Dataset rows
_____

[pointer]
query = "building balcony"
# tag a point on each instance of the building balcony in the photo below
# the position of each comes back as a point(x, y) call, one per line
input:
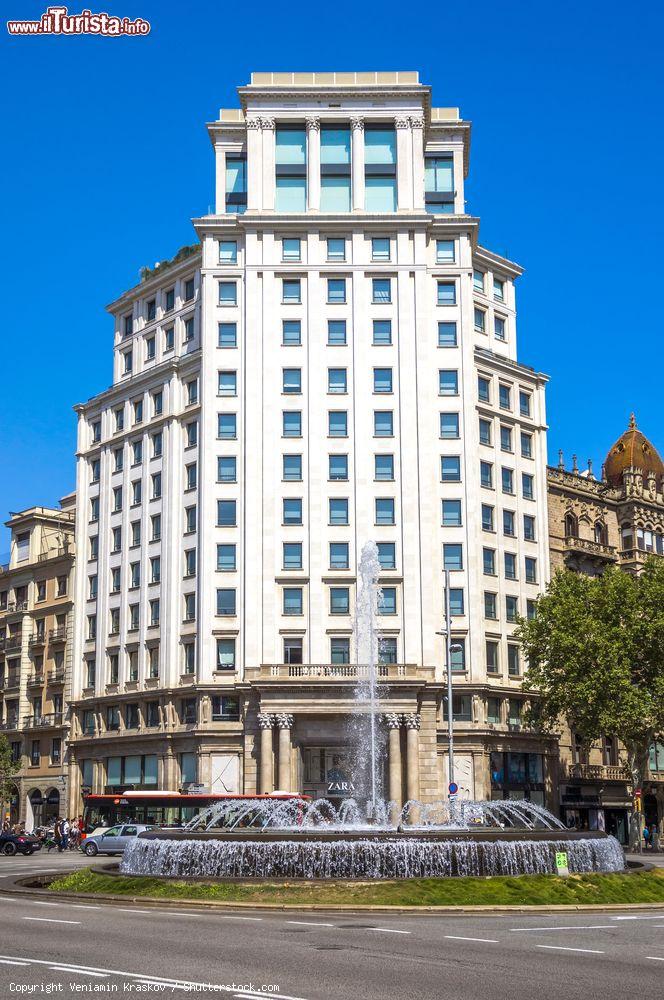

_____

What is being asked: Update the records above by replacing "balcony" with "terrace" throughout, leaving all other text unchanged. Omit the pictures from your answer.

The response:
[pointer]
query = "building terrace"
# tag a point on each instance of the building terrace in the photo below
# the position of each comes back as a point(x, y) call, one per line
input:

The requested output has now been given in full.